SOURCE EXTRACT:

——————

# After Shave whats the post popular ?



## tactile (Dec 3, 2004)

Come on guys what aftershve are you all using ?? I need to change I currentlu use Isymyaki and Lacoste Red ? I need something different.


----------



## saint (Dec 6, 2002)

Would it not be better to stick your nose over a few smellies and make up your own mind? Each person will obviously have a different reaction to different smells - and each aftershave (never use it myself - always stick to Eau de Bog) reacts differnetly on each person.


----------



## tactile (Dec 3, 2004)

Yeah I know but I supose I want to know whats most popular ?


----------



## saint (Dec 6, 2002)

I always got for Clinque Happy - I lurve irony


----------



## XXMetal (Jan 20, 2004)

Doir Higher


----------



## dj c225 (Nov 3, 2004)

tactile said:


> Yeah I know but I supose I want to know whats most popular ?


Why not be unique and go for something you like, instead of what the rest of the crowd have...


----------



## jiggyjaggy (May 27, 2004)

Chanell Alure pour homme


----------



## Rogue (Jun 15, 2003)

I used to use Clinique Happy or Aqua di Gio by Armani.
Both are fresh, fruity smells.

I'm currently using Chanel Allure Sport.
People keep commenting on how nice I smell, so it must be doing the trick.
The non-Sport version (Chanel Allure) is also nice (I have that too) but it's more of a musky smell than the fresher Sport version.

Quite pricey, but well worth the money.

Rogue


----------



## r1 (Oct 31, 2002)

tactile said:


> Yeah I know but I supose I want to know whats most popular ?

——————

SET EXERCISE 1:
In the aftershave thread:
(a) Which two aftershaves does tactile currently use?
(b) What does saint always stick to instead of aftershave?
(c) According to Rogue, how does the non-Sport Chanel Allure differ from the Sport version?
SET EXERCISE 2: Continue the aftershave thread from its last line, beginning with r1's reply to the quoted post.

——————

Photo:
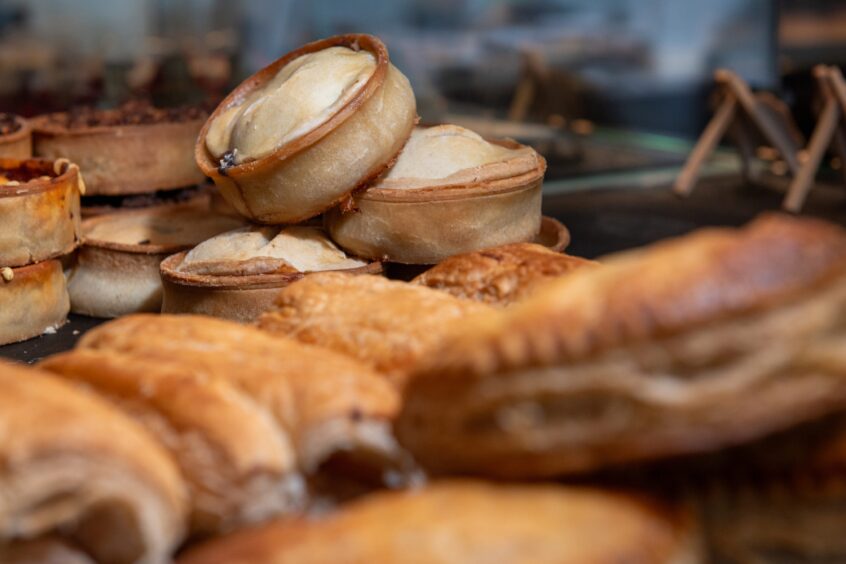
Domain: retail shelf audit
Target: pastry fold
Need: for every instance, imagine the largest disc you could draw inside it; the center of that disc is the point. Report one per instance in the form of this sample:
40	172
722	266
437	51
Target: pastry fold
73	466
690	345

——————

EXERCISE OUTPUT 1:
(a) Isymyaki and Lacoste Red.
(b) Eau de Bog.
(c) It is more of a musky smell than the fresher Sport version.

EXERCISE OUTPUT 2:
Why?


----------



## tactile (Dec 3, 2004)

read the post !!


----------



## dj c225 (Nov 3, 2004)

r1 said:


> tactile said:
> 
> 
> > Yeah I know but I supose I want to know whats most popular ?
> ...


Maybe he wants to smell nice for the chicks :lol:


----------



## tactile (Dec 3, 2004)

thats it.................most of my clients are women !!!!!!!!!!! and they like a great smelling guy driving a TT :lol:


----------



## jam (May 8, 2002)

Issey Miyake
Issey Miyake Blue
Vera Wang
Valentino
Carolina Herrera 212

The Issey Miyake Blue is particularly nice


----------



## dj c225 (Nov 3, 2004)

tactile said:


> thats it.................most of my clients are women !!!!!!!!!!! and they like a great smelling guy driving a TT :lol:


Until you open your mouth to speak  :lol:


----------



## r1 (Oct 31, 2002)

Why not buy one YOU like? Do you not have the courage of your own convictions?


----------



## tactile (Dec 3, 2004)

r1 said:


> Why not buy one YOU like? Do you not have the courage of your own convictions?


NO :lol:


----------



## tactile (Dec 3, 2004)

I have nurtured a beard for 24 years and only been clean shaven for about 3 months so I am abit nieve about aftershaves if you really need to know .


----------



## r1 (Oct 31, 2002)

Has the beard affected your sense of smell then?


----------



## Rogue (Jun 15, 2003)

r1 said:


> Has the beard affected your sense of smell then?


  ROFLMAO 

Rogue


----------



## Kell (May 28, 2002)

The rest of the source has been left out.